*What needs to be done*. In the answer, every entry must appear exactly as given.

*Exercise input*.

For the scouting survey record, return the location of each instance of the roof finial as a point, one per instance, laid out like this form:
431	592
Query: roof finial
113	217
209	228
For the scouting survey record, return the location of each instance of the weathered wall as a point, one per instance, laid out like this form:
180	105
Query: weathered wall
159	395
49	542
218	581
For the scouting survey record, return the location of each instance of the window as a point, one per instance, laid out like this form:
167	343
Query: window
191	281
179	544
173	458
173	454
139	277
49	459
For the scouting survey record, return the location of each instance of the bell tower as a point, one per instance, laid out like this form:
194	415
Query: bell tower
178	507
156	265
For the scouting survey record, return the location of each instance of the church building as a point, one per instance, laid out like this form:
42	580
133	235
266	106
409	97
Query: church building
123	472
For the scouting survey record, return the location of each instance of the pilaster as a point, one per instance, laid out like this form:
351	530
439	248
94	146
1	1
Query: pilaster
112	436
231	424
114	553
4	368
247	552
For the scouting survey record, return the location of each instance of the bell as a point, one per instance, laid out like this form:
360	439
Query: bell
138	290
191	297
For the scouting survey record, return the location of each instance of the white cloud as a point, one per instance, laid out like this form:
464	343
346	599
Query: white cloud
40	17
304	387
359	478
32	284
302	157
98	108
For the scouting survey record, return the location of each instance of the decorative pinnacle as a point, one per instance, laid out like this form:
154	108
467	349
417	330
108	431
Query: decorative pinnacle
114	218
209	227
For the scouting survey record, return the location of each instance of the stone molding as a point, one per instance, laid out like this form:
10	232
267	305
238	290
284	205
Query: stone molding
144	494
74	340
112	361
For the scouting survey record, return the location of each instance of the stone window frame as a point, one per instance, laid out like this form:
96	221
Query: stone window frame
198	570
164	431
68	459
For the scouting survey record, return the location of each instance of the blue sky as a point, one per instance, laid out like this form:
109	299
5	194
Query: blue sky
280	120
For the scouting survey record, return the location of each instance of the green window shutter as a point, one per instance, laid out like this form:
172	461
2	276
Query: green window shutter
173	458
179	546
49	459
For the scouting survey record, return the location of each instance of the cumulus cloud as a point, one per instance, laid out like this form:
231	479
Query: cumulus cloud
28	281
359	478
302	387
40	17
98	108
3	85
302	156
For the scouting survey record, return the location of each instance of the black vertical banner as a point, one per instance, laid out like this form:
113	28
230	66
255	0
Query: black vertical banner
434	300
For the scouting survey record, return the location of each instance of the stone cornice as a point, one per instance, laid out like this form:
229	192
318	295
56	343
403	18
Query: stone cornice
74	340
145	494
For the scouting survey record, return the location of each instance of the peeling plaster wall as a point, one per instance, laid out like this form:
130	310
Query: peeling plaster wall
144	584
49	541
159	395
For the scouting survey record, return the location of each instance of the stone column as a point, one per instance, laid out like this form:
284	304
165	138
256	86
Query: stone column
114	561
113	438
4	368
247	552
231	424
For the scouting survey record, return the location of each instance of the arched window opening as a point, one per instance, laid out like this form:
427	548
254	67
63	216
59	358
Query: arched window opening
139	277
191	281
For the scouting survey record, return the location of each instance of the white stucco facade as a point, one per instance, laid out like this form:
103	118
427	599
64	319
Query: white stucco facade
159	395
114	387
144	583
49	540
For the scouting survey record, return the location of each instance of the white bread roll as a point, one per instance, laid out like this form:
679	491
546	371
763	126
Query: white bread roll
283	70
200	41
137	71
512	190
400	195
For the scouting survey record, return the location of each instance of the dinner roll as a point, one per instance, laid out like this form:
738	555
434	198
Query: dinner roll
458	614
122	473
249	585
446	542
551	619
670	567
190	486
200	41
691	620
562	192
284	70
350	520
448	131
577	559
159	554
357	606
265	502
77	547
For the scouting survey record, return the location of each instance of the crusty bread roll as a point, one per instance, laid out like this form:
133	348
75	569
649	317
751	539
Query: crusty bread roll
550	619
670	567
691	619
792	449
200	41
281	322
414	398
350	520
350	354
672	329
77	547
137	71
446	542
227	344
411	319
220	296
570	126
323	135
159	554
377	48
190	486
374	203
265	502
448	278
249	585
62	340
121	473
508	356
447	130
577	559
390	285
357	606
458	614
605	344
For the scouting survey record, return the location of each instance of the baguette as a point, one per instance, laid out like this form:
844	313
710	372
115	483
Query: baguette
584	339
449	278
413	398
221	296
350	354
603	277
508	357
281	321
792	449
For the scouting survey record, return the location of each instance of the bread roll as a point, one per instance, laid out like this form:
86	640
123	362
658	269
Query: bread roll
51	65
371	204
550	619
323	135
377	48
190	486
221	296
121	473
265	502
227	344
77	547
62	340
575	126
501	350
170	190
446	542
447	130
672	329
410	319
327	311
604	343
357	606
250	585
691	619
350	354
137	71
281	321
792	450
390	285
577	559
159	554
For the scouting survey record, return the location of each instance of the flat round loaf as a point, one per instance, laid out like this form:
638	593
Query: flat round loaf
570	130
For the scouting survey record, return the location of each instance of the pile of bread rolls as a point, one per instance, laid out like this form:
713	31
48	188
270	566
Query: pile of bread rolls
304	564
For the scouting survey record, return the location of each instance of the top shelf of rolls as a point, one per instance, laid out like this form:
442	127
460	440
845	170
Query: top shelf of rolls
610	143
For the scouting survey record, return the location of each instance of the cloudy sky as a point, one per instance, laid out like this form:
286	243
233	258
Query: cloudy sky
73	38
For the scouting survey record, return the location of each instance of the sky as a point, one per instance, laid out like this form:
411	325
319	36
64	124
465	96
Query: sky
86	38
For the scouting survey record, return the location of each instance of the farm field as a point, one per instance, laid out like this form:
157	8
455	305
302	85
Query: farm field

*Task response*.
For the scouting survey record, return the location of each instance of the roof finial as a point, one per instance, laid out like this form:
431	592
Query: roof finial
113	217
209	228
For the scouting survey record, return the location of each instance of the weathered wall as a point, one per instance, laid out like this form:
180	105
Query: weathered wall
159	395
49	542
218	581
For the scouting survey record, return the location of each instance of the window as a point, one per instance, laid out like this form:
167	343
Query: window
191	281
179	544
173	458
173	454
139	277
49	459
For the scouting survey record, return the location of each instance of the bell tower as a point, one per instance, laid out like this form:
194	415
Query: bell tower
178	507
156	265
For the scouting survey record, return the location of each instance of the church building as a point, one per instance, laid out like this form:
42	580
133	235
266	106
409	97
Query: church building
123	472
For the scouting survey record, return the location of each instance of the pilaster as a point, one per instance, laid out like this form:
351	530
439	248
94	146
1	1
Query: pilaster
112	436
231	424
114	553
4	368
247	552
For the scouting survey record, return the location of each instance of the bell as a point, one per instance, laid out like this form:
360	439
Query: bell
138	290
191	297
For the scouting survey record, return the location of each instance of the white cloud as a point, one per instance, laid out like this form:
464	343
346	599
Query: white cloud
40	17
304	387
359	478
32	284
302	157
98	108
For the scouting survey record, return the location of each instance of the decorative pinnacle as a point, one per instance, laid out like this form:
154	108
467	349
417	330
108	431
Query: decorative pinnacle
114	218
209	227
For the scouting survey record, return the location of each instance of the stone molding as a point, one per instance, laid out like this form:
10	232
267	305
238	290
284	205
Query: stone molding
144	494
74	340
112	361
For the scouting survey record, return the location of each instance of the stone window frame as a point, one per instance, laid out like this form:
96	221
Query: stone window frame
198	570
164	431
68	459
For the scouting survey record, return the location of each instance of the blue sky as a point, one per instance, laid out like this form:
109	299
5	194
Query: blue sky
280	120
For the scouting survey record, return the location of each instance of the green window shutter as a point, one per instance, laid out like this form:
172	461
2	276
Query: green window shutter
173	458
179	546
49	459
For the scouting survey record, return the location of each instance of the cumulus cloud as a point, one per instance, laid out like this form:
231	479
Query: cumulus cloud
28	281
359	478
302	387
40	17
98	108
3	85
302	156
For the scouting survey record, return the location of each instance of the black vertical banner as a point, one per instance, laid out like this form:
113	28
230	66
255	0
Query: black vertical banner
434	300
For the scouting survey record, return the location of each instance of the stone cornice as a point, one per instance, laid out like this form:
229	192
318	295
56	343
403	18
Query: stone cornice
74	340
145	494
For the scouting survey record, return the location of each instance of the peeling plaster wall as a point, one per instance, laid out like this form:
130	310
Query: peeling plaster wall
144	584
49	541
159	395
For the scouting survey record, return the location of each instance of the stone column as a point, one per instance, laid out like this form:
284	304
165	138
256	86
Query: stone column
114	561
113	438
4	368
247	552
231	424
For the scouting survey record, return the location of each instance of the arched window opening as a point, one per instance, laid out like this form:
427	548
254	67
63	216
59	358
Query: arched window opening
139	277
191	281
For the scouting survey record, return the location of each instance of the white stucco facade as a point, one per instance, laid out like this form:
103	118
427	599
64	319
Query: white stucco facade
159	395
114	387
144	583
49	540
For the scouting survey record, return the location of each instance of the white bread roll as a point, one per instance, laid out like this form:
679	491
546	371
763	126
Query: white bread roll
283	70
200	41
137	71
512	190
400	195
For the scouting survey record, return the location of each instance of the dinner roll as a point, one per instance, laid out like this form:
738	555
434	198
Query: dinner roll
458	614
122	473
249	585
446	542
551	619
670	567
190	486
200	41
691	620
562	192
284	70
350	520
448	131
577	559
159	554
357	606
265	502
77	547
For the scouting survey record, return the location of each instance of the crusty bread roll as a point, one per instance, laid out like this form:
133	348
75	569
649	317
751	539
Query: crusty bread roll
550	619
670	567
691	619
792	449
200	41
281	322
414	398
350	520
350	354
672	329
77	547
137	71
446	542
227	344
411	319
220	296
570	126
323	135
159	554
377	48
190	486
374	203
265	502
448	278
249	585
62	340
121	473
508	356
447	130
577	559
390	285
357	606
458	614
605	344
For the scouting survey record, return the location of each instance of the baguette as a point, one per instance, laid out like this form:
844	313
710	372
115	483
Query: baguette
584	339
449	278
413	398
221	296
350	354
603	277
508	357
281	321
792	449
For the scouting survey record, return the location of each instance of the bread roll as a point, one per instance, laid out like this form:
86	640
123	362
658	269
Query: bread roll
51	65
371	204
550	619
323	135
377	48
190	486
221	296
121	473
265	502
227	344
77	547
62	340
575	126
501	350
170	190
446	542
447	130
672	329
410	319
327	311
604	343
357	606
250	585
691	619
350	354
137	71
281	321
792	450
390	285
577	559
159	554
For the scouting survey record, return the location of each instance of the flat round loaf as a point, one per instance, laid out like this form:
638	593
Query: flat round loaf
570	130
For the scouting survey record, return the location of each instance of the pile of bread rolls as a point, one per instance, laid out like this form:
713	31
48	188
270	566
Query: pile of bread rolls
304	564
For the scouting survey record, return the location of each instance of the top shelf of rolls as a point, one per instance, laid out like this form:
442	127
460	440
845	170
Query: top shelf of rolls
610	143
For the scouting survey record, return the location of each instance of the cloudy sky as a point, one per instance, laid out like this form:
286	243
233	258
Query: cloudy sky
73	38
For the scouting survey record, return the location of each instance of the sky as a point, one per instance, laid out like this form:
411	325
319	36
64	124
465	96
Query: sky
86	38
For the scouting survey record, return the location of each instance of the farm field as a point, one per instance, laid out like this form:
157	8
455	305
302	85
Query: farm field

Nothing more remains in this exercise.